* start Records provided *

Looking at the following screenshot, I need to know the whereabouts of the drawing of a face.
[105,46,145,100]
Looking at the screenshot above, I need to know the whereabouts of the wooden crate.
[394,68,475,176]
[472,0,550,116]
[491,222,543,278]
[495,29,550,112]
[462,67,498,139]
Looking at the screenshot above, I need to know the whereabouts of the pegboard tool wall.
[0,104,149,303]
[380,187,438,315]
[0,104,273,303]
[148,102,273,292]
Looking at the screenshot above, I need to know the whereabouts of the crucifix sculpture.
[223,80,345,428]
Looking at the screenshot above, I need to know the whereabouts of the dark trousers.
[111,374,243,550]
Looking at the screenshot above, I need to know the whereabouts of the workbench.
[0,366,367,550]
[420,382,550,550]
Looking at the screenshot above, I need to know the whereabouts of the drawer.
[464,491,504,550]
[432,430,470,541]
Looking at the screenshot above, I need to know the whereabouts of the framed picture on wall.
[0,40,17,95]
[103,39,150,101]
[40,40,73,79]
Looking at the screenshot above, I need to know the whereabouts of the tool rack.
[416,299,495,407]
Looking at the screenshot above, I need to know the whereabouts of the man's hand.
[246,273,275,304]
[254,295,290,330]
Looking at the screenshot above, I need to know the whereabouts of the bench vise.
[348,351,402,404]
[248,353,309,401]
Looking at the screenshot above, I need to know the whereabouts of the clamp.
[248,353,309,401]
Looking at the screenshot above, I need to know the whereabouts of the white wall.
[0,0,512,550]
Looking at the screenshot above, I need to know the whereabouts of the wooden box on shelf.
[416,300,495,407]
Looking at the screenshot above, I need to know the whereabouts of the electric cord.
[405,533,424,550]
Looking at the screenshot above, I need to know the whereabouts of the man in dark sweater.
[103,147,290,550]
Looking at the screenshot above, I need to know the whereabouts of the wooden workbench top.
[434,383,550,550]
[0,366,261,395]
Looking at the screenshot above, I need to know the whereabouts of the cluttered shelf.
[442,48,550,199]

* end Records provided *

Goal:
From the entries above, pick out each line containing the string "workbench" and copy those lines.

The output:
Looking at the screenshot above, I need to know the whereabouts of the workbench.
Looking at the screenshot above, I need to know the whereabouts of the wooden workbench top.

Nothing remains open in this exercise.